**WHAT IS EXPECTED**. Reproduce every one of the records below word for word, keeping them in the order they appear.

**DATA**.

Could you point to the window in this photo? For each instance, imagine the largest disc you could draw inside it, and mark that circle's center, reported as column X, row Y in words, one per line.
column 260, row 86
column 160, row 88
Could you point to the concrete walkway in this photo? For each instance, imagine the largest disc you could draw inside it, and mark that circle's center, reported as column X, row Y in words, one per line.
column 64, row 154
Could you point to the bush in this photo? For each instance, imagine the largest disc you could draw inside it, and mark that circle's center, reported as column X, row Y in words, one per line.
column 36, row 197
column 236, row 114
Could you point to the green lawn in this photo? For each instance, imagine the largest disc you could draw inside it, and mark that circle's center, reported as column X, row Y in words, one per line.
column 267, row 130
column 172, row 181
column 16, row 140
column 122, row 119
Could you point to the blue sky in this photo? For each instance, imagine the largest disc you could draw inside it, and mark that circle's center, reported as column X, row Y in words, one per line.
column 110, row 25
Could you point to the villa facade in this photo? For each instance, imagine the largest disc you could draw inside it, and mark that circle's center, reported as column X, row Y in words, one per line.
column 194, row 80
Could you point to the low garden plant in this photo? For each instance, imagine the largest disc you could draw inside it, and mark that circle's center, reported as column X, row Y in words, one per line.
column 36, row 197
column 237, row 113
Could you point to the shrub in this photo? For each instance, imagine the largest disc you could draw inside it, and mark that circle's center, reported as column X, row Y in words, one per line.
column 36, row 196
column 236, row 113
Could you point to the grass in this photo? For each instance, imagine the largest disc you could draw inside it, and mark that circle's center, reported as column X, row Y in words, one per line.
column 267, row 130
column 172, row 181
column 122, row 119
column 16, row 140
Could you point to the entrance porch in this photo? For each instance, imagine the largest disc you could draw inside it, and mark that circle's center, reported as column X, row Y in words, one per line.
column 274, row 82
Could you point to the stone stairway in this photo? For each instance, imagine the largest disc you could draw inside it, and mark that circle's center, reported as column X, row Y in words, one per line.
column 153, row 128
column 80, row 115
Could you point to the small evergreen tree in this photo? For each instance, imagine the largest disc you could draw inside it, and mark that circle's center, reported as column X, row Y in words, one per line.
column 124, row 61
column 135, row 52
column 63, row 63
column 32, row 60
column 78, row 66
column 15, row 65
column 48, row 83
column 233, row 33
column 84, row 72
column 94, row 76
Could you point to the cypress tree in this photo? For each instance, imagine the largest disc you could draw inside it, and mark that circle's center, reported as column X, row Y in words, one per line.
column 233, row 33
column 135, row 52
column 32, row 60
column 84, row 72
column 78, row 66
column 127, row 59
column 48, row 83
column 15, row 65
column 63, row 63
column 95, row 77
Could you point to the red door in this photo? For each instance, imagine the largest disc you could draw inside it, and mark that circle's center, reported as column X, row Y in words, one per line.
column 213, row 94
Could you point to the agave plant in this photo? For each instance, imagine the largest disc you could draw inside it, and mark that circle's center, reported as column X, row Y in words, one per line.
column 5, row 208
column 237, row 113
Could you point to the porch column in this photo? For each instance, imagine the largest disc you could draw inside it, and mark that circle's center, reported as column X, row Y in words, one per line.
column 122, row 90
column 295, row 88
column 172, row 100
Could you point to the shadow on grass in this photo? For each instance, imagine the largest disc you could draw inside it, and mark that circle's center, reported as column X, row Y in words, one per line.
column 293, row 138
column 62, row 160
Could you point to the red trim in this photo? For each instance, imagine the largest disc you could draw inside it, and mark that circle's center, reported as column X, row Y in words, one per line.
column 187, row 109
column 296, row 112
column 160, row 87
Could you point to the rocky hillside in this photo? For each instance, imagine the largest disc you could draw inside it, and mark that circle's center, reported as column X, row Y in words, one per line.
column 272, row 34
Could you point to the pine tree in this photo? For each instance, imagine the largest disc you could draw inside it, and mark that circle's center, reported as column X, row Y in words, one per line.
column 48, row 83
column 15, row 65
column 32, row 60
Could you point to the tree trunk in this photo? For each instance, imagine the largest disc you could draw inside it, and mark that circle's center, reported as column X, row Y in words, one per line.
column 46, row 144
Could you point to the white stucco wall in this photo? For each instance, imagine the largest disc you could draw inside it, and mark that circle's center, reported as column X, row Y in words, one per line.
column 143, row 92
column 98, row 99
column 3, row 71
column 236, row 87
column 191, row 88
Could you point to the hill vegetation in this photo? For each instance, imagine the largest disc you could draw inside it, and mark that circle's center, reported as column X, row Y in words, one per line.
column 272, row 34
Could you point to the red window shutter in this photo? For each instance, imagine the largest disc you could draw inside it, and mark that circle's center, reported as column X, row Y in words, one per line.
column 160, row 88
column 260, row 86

**FINAL RESULT**.
Could you point to the window in this photo? For each instance, imagine the largest disc you could draw inside it, and mark that circle's center, reported as column X, row Y in words, one per line.
column 260, row 86
column 160, row 88
Could you point to the concrete walkway in this photo? For each instance, imagine the largest disc you could draw inside it, and mark that circle's center, reported as column X, row Y in words, one per line.
column 64, row 154
Could you point to the bush in this photo? For each instance, imagine the largest disc you could draw inside it, and mark that circle's center, reported as column X, row Y in words, one per line.
column 36, row 197
column 236, row 114
Could you point to the green lawn in this photo? For each instance, imagine the largest disc you could draw inside it, and mark that circle's center, reported as column X, row Y in words, one per line.
column 267, row 130
column 172, row 181
column 16, row 140
column 122, row 119
Could you point to the blue sky in this photo? For each instance, imagine the largest disc you could draw inside it, and mark that circle's center, reported as column X, row Y in words, one per line.
column 110, row 25
Could you point to the villa facade in this photo? For each instance, imagine the largest disc you could draw inside it, and mark that circle's center, reported as column X, row Y in words, one per line.
column 194, row 80
Could you point to the low garden plant in this photo? For each instance, imagine the largest disc you could draw inside it, and mark that circle's center, reported as column X, row Y in words, one per line.
column 36, row 197
column 237, row 113
Could you point to the shrub in this photo? For each instance, imagine the largest disc you could draw inside it, and mark that circle's center, reported as column X, row Y in words, one per line.
column 36, row 196
column 236, row 113
Could you point to the grass in this photo? For each instance, imagine the largest disc you could draw inside it, and mark that circle's center, reported as column X, row Y in words, one per line.
column 267, row 130
column 172, row 181
column 122, row 119
column 16, row 140
Could you point to the entrance porch in this photo? For each instance, imagine the largest disc you could draw inside it, and mark that circle's center, reported as column X, row Y in words, one per line.
column 274, row 82
Could you point to the stone stairway in this photo? For each instance, imagine the largest disc you could draw inside it, and mark that circle's center, reported as column X, row Y in words, one per line.
column 153, row 128
column 80, row 115
Could you point to the small evergreen tree in this photo? For each instance, imagine the largest disc you could draw inside it, and mark that circle's center, reported as column X, row Y in words, one per line.
column 124, row 61
column 135, row 52
column 63, row 63
column 32, row 60
column 78, row 66
column 15, row 65
column 48, row 83
column 233, row 33
column 84, row 72
column 94, row 76
Could you point to the cypress tree in this photo? For each instance, imagine the largest disc you could draw inside it, and mark that circle's center, reported as column X, row Y in words, one per line.
column 233, row 33
column 135, row 52
column 32, row 60
column 84, row 72
column 78, row 66
column 127, row 59
column 48, row 83
column 15, row 65
column 63, row 63
column 95, row 77
Could you point to the red door in this photo? For each instance, imagine the largest disc you could draw inside it, and mark that circle's center, reported as column X, row Y in words, one per line.
column 213, row 94
Could you point to the agave plant in this photo? For each instance, imagine the largest disc you could draw inside it, and mark that circle's center, reported as column X, row Y in words, one per line.
column 5, row 208
column 237, row 113
Could you point to the porch column in this photo? For each instance, imagine the largest disc you could draw inside it, and mark that circle's center, reported as column X, row Y in words, one per line.
column 122, row 90
column 295, row 88
column 172, row 100
Could you point to the shadow on grass in this photo? For each instance, imagine the largest disc you could draw inside it, and mark that circle's center, reported as column X, row Y in words, one per line.
column 293, row 138
column 62, row 160
Could you point to the red trim in this photo? For each instance, imagine the largest disc you could draw inside it, and mark that circle's center, reported as column X, row Y in words, one per line.
column 187, row 109
column 296, row 112
column 160, row 87
Could you point to the rocky hillside in this photo? For each instance, imagine the largest disc you could draw inside it, and mark that circle's center, reported as column X, row Y in words, one per line.
column 272, row 34
Could you point to the pine tree in this photo? For each instance, imagine the largest disc you could draw inside it, and mark that circle's center, reported as column X, row Y in words, one per line.
column 48, row 83
column 15, row 65
column 32, row 60
Could you point to the tree trunk in this photo? For each instance, imagine the largest disc you could draw inside it, and mark that circle's center, reported as column X, row Y in words, one per line.
column 46, row 144
Could you point to the white stucco wall in this photo? For each instance, imagine the largest disc you could draw inside it, and mark that circle's center, reported as column X, row Y in words, one per line.
column 143, row 92
column 98, row 99
column 3, row 71
column 236, row 87
column 191, row 88
Could you point to the hill vegetation in this photo? For each instance, imagine the largest disc you could draw inside it, and mark that circle's center, reported as column X, row Y in words, one per line.
column 272, row 34
Could you point to the red window shutter in this photo? For each instance, imagine the largest disc you could draw inside it, and mark that circle's center, reported as column X, row Y in words, one per line.
column 160, row 88
column 260, row 86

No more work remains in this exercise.